---------- Items ----------
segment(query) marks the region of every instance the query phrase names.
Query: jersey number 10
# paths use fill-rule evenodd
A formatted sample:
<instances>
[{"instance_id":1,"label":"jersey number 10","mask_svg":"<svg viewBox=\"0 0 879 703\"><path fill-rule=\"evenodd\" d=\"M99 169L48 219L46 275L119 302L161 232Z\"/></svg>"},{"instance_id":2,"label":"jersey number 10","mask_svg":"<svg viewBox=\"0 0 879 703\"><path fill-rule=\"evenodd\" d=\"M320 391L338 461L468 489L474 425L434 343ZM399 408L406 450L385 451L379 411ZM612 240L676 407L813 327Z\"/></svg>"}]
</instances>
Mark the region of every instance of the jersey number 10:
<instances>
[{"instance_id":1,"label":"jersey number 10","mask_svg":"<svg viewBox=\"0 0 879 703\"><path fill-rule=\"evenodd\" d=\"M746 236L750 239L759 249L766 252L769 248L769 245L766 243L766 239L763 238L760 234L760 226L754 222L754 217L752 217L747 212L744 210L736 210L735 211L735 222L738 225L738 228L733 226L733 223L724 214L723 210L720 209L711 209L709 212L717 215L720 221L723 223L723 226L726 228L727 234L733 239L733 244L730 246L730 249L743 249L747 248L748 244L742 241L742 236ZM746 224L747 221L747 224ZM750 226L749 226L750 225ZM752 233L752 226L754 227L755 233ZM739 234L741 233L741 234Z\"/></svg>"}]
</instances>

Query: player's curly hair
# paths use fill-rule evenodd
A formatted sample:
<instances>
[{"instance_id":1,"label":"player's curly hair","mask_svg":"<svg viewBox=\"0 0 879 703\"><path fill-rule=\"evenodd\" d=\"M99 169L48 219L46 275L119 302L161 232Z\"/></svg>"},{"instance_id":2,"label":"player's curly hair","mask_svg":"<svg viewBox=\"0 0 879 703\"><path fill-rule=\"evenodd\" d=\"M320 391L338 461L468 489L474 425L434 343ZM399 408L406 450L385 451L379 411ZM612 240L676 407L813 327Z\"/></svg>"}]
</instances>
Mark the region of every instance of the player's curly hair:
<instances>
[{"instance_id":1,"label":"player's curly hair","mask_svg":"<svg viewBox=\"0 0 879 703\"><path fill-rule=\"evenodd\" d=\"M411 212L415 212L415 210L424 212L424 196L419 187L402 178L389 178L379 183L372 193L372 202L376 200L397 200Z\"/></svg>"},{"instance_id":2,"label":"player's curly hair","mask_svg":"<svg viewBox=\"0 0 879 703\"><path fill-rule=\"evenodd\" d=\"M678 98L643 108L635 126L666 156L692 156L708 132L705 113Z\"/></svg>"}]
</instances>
----------
§ **Exercise requirements**: Could you return the material from the line containing "Query: player's curly hair" through its final line, copied word for word?

§ **Written reply**:
Query: player's curly hair
# paths use fill-rule evenodd
A formatted sample:
<instances>
[{"instance_id":1,"label":"player's curly hair","mask_svg":"<svg viewBox=\"0 0 879 703\"><path fill-rule=\"evenodd\" d=\"M99 169L48 219L46 275L119 302L161 232Z\"/></svg>"},{"instance_id":2,"label":"player's curly hair","mask_svg":"<svg viewBox=\"0 0 879 703\"><path fill-rule=\"evenodd\" d=\"M320 391L338 461L468 489L474 425L434 343ZM399 408L406 450L385 451L379 411ZM612 240L676 407L813 327Z\"/></svg>"}]
</instances>
Mark the region of every instance of the player's curly hair:
<instances>
[{"instance_id":1,"label":"player's curly hair","mask_svg":"<svg viewBox=\"0 0 879 703\"><path fill-rule=\"evenodd\" d=\"M411 212L415 212L415 210L424 212L424 196L419 187L402 178L389 178L379 183L372 193L372 202L376 200L397 200Z\"/></svg>"},{"instance_id":2,"label":"player's curly hair","mask_svg":"<svg viewBox=\"0 0 879 703\"><path fill-rule=\"evenodd\" d=\"M678 98L643 108L635 126L666 156L692 156L708 132L705 113Z\"/></svg>"}]
</instances>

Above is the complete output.